**Aim**
Copy out the stretch from the line containing "Quality check — confirm every parked" through the end of the lines, shifting each bounding-box coordinate in the answers up by 63. Keep all other text unchanged, and leave the pictures out.

☆ ☆ ☆ ☆ ☆ ☆ ☆

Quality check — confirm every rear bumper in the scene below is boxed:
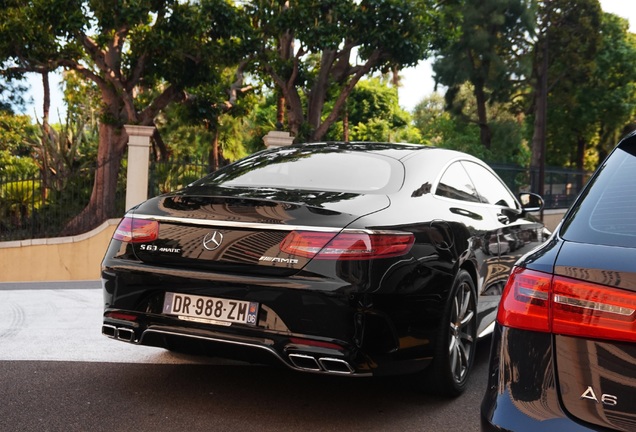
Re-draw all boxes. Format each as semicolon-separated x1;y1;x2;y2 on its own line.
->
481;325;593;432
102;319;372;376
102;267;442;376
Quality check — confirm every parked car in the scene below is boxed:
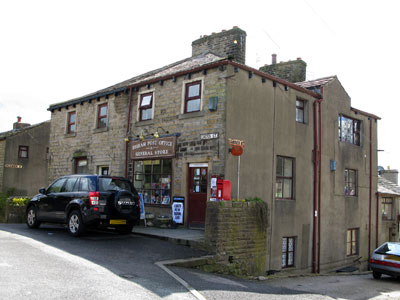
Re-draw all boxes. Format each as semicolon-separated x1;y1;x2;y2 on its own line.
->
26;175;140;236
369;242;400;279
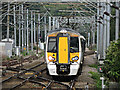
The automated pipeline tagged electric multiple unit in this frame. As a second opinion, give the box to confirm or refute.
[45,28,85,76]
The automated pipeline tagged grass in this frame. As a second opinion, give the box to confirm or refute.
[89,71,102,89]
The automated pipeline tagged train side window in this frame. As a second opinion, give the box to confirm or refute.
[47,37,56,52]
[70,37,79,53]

☆ ☆ ☆ ☆ ☆ ☆ ☆

**The output**
Quality check — confirm every parked car in the scene below is boxed:
Re-draw all boxes. Format each as semicolon-separated x1;y1;x2;y2 on its own line.
->
89;238;203;299
432;305;463;342
The automated pipeline tagged electric multiple unit in this frame. As a second opinion, give the box to confirm or refute.
[108,91,148,139]
The automated pipeline tagged grass in this frame. As a second opinion, give the box to confirm or refute.
[152,134,165,152]
The automated pipeline tagged train side window in this frame. As a second opinion, give the box to confirm or refute.
[110,100,119,115]
[133,100,142,116]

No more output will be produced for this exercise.